● **INSTRUCTIONS TO FOLLOW**
Taking the line with "Target: carved wooden beam end" as the first and the line with "[(45, 103)]" as the last, set down exactly every line in that range from the entries below, and no more.
--- RAW DATA Enclosed Below ---
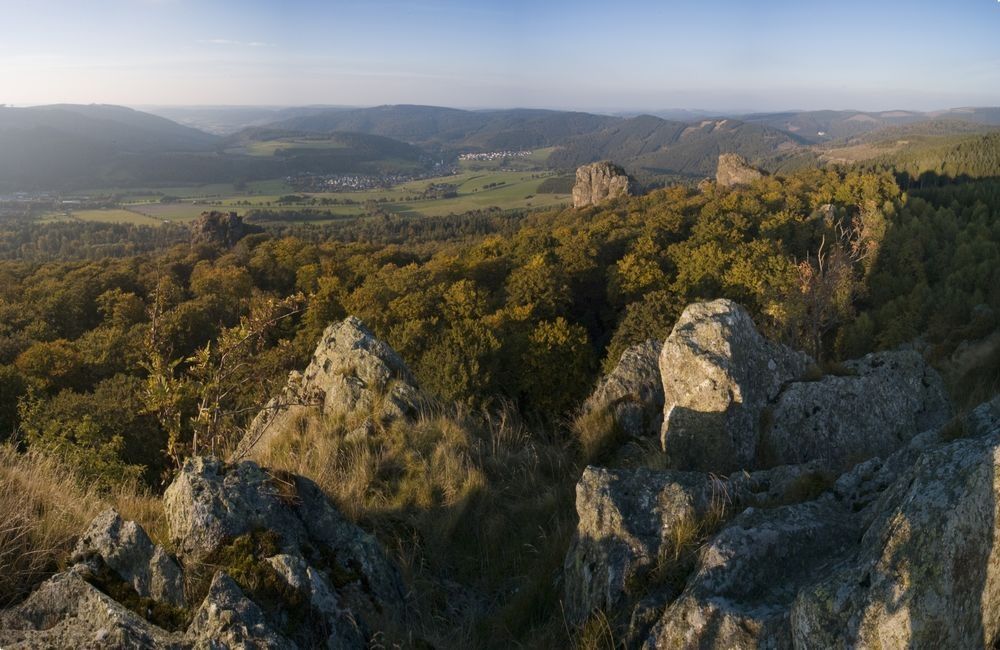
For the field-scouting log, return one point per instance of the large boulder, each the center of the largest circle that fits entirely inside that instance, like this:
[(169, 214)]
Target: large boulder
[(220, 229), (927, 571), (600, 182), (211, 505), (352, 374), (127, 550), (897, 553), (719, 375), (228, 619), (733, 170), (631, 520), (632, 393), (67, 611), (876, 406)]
--- End of Enclosed RAW DATA ---
--- RAW DATA Enclosed Below ---
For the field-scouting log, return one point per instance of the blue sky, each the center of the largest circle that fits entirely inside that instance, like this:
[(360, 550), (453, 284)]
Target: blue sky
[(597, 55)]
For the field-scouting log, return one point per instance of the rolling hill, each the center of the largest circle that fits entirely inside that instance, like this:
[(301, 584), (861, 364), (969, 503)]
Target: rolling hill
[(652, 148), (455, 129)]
--- End of Enclosed RAW DATA ---
--- RAW DATA Enclosed Below ---
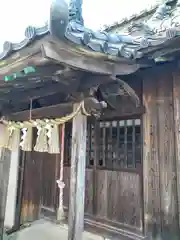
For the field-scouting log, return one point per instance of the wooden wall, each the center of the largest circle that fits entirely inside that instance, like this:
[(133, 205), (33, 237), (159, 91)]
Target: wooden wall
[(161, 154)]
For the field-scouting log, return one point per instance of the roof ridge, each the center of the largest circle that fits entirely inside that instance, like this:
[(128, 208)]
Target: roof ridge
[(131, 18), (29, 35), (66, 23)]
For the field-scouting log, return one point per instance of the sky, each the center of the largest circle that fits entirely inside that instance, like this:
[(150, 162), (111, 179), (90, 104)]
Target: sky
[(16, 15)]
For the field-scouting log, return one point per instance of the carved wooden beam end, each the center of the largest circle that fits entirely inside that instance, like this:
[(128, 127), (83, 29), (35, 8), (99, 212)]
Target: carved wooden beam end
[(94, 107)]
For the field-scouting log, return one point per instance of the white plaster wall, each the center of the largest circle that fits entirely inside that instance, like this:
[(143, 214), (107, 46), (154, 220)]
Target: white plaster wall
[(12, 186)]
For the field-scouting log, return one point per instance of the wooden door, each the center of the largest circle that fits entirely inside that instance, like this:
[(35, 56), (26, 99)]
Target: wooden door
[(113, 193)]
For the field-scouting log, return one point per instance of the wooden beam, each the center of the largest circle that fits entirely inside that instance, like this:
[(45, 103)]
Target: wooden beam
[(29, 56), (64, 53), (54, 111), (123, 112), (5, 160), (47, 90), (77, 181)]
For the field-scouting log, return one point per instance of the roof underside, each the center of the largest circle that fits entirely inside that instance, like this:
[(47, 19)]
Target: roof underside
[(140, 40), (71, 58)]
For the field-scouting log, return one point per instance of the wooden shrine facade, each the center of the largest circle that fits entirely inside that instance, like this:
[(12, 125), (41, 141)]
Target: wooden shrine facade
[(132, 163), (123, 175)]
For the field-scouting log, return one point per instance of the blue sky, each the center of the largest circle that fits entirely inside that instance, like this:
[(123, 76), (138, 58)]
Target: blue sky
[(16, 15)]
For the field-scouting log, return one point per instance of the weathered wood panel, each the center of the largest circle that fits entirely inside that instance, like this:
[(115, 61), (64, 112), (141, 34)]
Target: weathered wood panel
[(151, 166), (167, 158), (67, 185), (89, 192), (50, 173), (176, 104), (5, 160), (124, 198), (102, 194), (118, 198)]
--- End of Enclosed RAW DATA ---
● **REPLY TO THE TASK**
Target: carved wooden beam end
[(94, 107)]
For the field-scouting log, return one point per instance of the white plaster wall, each the center of the largest circle that fits entirely inside that instance, like this:
[(143, 214), (107, 46), (154, 220)]
Target: white plaster wall
[(12, 186)]
For the field-scouting log, return one point per instance of the wooden door, each the center of the largest circle that fits entirely inside that instance, like this:
[(35, 56), (26, 99)]
Target: wooden door
[(113, 193)]
For the field-scouting log, return one point per instance of the wooden beam, each the center of the largest circle that fits entirely inside that instance, like this:
[(45, 103)]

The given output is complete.